Starting with the line that contains "Target: chicken's red comb", write out each line through the end of the listing, unchanged. Output nothing else.

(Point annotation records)

#####

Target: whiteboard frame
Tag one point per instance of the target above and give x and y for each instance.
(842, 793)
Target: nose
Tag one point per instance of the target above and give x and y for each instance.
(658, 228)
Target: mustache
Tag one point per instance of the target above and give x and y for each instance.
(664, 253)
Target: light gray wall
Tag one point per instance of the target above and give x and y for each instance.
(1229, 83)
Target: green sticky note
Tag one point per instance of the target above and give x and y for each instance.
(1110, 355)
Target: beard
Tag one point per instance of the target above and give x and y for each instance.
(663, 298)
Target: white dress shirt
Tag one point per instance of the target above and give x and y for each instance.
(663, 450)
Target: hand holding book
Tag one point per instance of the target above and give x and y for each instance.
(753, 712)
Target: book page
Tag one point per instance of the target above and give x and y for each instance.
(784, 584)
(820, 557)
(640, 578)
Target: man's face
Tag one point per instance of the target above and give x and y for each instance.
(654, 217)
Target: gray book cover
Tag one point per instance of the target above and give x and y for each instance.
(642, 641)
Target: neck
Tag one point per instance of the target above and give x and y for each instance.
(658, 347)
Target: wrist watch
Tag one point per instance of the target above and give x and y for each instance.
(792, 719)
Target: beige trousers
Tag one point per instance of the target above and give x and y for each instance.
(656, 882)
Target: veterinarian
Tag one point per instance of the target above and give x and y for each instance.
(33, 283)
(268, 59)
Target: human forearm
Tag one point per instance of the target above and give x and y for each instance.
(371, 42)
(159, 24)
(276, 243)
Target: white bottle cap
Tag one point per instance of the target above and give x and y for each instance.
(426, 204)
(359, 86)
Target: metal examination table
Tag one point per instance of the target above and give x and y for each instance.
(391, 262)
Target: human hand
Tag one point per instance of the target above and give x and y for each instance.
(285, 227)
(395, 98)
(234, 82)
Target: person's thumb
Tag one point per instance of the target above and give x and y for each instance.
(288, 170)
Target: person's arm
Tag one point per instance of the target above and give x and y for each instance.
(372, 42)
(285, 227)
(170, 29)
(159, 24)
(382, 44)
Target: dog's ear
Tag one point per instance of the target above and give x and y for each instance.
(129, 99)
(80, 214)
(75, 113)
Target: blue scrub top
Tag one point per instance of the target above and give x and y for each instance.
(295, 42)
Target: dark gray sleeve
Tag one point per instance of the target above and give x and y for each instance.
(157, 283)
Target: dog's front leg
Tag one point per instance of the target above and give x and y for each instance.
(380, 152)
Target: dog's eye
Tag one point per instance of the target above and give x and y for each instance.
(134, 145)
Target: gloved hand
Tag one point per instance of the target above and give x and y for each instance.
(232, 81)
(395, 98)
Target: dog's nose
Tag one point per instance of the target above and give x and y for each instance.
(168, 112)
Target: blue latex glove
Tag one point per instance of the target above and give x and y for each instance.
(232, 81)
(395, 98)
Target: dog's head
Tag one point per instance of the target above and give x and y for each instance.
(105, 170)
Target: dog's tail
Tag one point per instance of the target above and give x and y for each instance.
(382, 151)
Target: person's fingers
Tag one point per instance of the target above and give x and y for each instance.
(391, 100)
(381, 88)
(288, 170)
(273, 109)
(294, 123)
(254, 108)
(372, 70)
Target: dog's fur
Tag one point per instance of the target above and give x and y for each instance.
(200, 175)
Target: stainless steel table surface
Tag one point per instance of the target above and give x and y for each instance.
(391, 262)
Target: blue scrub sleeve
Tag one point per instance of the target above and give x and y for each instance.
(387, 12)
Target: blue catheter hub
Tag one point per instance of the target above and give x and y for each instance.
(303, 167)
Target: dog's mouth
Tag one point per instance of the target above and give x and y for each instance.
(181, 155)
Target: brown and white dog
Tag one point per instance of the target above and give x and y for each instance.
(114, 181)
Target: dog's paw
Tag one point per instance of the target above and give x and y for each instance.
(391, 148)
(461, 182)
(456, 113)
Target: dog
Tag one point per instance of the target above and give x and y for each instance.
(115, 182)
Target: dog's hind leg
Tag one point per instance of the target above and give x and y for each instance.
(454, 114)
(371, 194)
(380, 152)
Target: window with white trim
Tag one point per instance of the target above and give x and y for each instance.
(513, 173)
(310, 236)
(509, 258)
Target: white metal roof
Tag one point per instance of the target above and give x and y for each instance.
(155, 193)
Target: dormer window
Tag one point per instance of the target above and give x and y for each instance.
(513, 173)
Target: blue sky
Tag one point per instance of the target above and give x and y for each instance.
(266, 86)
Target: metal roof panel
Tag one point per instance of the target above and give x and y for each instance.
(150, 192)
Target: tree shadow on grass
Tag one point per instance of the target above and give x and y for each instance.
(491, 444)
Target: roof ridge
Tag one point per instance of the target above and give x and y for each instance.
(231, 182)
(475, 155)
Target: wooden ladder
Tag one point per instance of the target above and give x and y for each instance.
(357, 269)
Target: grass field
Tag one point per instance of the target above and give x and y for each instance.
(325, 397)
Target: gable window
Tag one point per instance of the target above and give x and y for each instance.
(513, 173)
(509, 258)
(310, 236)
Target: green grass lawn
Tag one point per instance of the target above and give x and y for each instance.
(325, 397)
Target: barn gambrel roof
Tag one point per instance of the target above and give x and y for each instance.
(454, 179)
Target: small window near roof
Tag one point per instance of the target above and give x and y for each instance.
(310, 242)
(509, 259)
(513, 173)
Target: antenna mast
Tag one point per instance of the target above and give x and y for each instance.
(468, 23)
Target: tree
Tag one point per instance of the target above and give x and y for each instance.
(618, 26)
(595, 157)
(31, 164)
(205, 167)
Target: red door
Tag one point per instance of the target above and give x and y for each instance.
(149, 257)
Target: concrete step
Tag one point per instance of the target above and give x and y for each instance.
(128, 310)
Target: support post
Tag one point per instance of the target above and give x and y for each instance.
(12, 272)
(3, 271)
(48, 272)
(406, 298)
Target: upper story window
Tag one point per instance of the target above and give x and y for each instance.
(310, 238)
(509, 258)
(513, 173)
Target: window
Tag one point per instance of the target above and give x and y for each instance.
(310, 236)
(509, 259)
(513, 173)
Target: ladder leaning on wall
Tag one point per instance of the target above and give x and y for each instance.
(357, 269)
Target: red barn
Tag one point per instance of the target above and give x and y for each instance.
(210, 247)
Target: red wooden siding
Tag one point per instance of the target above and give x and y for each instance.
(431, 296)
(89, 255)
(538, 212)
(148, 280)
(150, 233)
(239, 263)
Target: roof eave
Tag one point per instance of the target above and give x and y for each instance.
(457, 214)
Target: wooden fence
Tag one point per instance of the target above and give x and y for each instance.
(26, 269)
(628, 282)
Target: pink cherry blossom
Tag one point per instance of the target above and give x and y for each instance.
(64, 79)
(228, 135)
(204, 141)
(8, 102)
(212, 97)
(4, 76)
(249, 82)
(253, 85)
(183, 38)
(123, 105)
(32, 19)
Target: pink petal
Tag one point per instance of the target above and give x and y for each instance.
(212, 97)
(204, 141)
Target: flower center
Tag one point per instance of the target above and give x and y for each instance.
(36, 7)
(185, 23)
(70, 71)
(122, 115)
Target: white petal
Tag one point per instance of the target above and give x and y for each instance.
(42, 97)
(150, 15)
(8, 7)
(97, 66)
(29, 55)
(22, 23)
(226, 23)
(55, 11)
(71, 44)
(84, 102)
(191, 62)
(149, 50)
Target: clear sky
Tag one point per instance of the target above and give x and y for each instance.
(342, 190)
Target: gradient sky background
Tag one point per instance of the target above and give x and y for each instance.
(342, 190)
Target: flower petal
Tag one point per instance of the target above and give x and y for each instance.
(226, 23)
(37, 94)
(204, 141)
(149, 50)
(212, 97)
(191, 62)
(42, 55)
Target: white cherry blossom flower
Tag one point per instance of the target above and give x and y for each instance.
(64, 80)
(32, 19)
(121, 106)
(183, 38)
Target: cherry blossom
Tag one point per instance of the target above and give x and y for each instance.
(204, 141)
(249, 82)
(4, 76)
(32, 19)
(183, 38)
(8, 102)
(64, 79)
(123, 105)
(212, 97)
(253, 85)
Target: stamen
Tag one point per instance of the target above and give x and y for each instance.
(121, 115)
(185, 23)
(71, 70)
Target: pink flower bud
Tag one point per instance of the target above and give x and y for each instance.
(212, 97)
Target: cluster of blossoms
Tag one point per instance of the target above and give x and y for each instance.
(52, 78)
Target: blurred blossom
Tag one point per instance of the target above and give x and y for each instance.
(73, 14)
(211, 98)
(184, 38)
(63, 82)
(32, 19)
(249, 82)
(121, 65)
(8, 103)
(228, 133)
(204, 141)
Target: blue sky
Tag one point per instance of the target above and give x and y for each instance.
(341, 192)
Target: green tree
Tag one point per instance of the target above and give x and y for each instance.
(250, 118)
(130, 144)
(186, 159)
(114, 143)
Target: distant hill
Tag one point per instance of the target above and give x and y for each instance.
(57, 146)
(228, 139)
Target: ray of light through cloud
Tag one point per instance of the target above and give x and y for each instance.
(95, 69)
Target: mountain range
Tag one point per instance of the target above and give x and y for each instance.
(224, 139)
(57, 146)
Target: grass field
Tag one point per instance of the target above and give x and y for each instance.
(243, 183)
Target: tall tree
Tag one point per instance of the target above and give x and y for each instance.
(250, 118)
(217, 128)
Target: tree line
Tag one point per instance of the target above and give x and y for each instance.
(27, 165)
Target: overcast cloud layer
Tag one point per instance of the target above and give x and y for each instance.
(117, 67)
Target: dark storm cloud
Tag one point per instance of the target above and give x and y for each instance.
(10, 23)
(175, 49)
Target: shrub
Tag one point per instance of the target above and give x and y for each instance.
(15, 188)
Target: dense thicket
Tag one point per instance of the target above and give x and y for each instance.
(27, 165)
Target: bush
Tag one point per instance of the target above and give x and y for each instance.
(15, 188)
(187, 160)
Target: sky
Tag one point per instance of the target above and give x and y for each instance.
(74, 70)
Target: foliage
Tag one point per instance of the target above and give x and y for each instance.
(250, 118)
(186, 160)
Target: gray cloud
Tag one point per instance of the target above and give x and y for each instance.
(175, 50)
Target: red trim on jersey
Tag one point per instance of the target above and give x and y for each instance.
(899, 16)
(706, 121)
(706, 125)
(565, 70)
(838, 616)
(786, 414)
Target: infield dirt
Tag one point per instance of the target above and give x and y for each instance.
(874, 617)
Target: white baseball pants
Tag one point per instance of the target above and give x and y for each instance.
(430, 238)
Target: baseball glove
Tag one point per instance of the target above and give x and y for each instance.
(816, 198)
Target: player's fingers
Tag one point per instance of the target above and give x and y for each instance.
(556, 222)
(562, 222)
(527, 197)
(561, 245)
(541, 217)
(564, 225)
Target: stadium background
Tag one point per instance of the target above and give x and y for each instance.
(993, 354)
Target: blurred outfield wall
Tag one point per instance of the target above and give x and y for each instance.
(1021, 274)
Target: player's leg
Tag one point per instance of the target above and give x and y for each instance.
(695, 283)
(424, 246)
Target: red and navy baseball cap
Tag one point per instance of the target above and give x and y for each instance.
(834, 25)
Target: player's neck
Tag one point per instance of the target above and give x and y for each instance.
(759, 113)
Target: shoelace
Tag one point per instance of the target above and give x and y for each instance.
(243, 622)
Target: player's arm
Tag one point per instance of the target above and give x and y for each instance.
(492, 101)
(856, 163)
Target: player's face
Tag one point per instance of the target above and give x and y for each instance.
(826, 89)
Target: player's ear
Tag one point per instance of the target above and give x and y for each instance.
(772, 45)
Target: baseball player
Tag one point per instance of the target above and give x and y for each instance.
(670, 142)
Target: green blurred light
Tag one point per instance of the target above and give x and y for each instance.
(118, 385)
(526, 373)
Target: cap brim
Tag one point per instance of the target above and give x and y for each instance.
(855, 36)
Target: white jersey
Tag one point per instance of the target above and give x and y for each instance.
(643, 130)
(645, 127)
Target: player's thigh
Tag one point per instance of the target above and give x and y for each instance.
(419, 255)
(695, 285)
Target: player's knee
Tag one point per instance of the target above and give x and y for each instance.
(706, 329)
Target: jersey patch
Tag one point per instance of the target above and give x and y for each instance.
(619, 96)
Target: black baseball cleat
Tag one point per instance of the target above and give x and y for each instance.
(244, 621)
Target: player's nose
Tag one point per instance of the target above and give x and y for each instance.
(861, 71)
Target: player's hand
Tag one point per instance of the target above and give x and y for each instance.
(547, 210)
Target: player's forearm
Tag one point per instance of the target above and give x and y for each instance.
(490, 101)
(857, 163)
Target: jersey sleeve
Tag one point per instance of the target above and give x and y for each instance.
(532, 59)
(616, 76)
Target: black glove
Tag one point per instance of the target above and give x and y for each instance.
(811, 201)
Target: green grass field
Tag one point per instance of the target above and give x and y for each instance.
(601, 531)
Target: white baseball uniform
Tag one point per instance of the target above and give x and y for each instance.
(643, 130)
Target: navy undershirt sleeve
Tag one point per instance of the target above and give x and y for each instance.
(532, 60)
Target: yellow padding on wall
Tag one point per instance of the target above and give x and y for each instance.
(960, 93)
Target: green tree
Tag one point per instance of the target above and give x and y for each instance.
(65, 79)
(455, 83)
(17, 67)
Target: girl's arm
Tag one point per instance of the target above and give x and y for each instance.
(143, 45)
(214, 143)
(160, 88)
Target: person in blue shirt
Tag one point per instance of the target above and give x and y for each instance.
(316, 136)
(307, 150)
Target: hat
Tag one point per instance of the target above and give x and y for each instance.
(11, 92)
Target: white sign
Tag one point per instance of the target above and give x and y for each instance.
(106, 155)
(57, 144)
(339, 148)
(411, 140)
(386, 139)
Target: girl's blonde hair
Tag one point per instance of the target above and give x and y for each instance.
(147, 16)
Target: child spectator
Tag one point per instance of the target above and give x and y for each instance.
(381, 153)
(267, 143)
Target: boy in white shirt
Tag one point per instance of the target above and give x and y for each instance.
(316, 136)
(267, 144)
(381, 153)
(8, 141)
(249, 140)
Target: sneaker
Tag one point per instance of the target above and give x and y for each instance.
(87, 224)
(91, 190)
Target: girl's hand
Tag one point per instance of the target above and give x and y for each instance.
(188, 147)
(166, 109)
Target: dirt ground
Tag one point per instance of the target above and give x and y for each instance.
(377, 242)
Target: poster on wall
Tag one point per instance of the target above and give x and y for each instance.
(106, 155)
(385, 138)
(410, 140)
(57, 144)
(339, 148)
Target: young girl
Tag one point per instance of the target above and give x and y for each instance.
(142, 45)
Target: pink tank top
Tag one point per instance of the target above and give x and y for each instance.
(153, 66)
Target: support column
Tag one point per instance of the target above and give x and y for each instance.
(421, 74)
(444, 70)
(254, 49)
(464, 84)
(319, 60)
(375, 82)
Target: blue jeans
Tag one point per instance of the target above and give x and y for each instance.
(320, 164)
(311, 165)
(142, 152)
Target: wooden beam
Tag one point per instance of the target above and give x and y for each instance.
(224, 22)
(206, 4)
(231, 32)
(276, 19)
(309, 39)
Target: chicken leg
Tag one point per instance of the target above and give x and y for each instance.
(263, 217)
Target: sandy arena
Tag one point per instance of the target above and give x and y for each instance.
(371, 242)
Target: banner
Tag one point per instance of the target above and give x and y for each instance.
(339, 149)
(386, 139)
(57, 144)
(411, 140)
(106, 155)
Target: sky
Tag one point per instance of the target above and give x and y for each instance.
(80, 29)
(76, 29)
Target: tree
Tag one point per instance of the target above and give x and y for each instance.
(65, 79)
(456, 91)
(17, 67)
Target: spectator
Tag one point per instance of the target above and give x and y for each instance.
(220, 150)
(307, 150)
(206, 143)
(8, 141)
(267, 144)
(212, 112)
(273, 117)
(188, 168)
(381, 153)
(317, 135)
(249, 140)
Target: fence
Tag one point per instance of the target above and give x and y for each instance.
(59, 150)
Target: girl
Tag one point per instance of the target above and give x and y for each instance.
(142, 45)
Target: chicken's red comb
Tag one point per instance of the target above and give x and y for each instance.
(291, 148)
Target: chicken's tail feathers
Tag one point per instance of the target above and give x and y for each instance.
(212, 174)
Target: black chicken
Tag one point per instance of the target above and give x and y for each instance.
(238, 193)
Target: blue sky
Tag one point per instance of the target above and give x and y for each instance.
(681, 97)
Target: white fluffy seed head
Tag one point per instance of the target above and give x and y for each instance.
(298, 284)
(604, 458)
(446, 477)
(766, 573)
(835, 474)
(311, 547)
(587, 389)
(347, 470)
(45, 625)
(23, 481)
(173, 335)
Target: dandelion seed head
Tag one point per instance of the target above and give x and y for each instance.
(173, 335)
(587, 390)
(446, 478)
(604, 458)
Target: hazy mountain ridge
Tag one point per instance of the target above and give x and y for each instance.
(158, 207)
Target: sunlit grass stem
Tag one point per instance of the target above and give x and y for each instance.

#####

Reply to the exercise:
Target: chicken's red comb
Tag one point per instance of the target above and give x and y for each instance.
(291, 148)
Target: chicken's tail feathers
Tag one point per instance of the target above and give x and y for each instance.
(212, 174)
Target: black chicken
Tag one point per instance of the target above and give x and y for each instance.
(238, 193)
Target: blue sky
Tag one point per instance of the target above and give x and y for each instance.
(681, 97)
Target: white fluffy seed head
Tag one point per instance of the target above and give x and y for each instance.
(298, 284)
(604, 458)
(446, 477)
(766, 573)
(835, 474)
(311, 547)
(587, 389)
(347, 470)
(45, 625)
(23, 481)
(173, 335)
Target: dandelion seed head
Tag one point per instance of the target above and give x and y for each instance.
(173, 335)
(587, 390)
(446, 478)
(604, 458)
Target: hazy mountain ridge
Tag one point per instance of the target above and give x and y for each instance.
(158, 207)
Target: sunlit grass stem
Tag one point per instance of the target above and give x and y for each instance.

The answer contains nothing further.